> DIRECTIONS
Say how many of the lines below contain the word "Target"; nothing else belongs in the answer.

════════

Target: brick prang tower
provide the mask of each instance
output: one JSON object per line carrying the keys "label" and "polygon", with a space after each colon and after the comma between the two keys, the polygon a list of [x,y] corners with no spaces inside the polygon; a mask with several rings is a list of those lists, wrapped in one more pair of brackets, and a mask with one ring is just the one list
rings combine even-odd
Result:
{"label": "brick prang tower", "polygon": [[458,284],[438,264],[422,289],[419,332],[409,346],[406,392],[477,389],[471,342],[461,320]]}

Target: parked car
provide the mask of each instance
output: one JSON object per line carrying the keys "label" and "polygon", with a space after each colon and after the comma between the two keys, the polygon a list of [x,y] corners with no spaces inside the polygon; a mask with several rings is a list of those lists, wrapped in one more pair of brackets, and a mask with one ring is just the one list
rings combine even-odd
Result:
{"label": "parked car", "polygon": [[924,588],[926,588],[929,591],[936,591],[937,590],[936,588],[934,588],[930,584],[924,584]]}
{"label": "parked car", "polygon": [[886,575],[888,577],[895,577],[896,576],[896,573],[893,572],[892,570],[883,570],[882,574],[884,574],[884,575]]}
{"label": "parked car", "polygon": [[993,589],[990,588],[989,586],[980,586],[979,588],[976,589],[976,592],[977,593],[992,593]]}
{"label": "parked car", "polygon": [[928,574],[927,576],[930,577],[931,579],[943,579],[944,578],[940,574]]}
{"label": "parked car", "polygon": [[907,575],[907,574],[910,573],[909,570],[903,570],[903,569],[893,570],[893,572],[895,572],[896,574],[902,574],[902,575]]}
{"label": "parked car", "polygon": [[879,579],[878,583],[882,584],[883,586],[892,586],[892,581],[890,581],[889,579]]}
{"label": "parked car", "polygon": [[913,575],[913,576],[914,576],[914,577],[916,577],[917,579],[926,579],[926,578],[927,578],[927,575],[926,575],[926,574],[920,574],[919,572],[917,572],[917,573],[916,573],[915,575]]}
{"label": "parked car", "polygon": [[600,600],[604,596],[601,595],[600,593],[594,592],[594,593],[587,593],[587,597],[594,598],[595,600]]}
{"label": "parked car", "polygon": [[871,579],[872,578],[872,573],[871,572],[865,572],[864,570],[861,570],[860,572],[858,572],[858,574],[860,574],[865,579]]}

════════

> EXPECTED ANSWER
2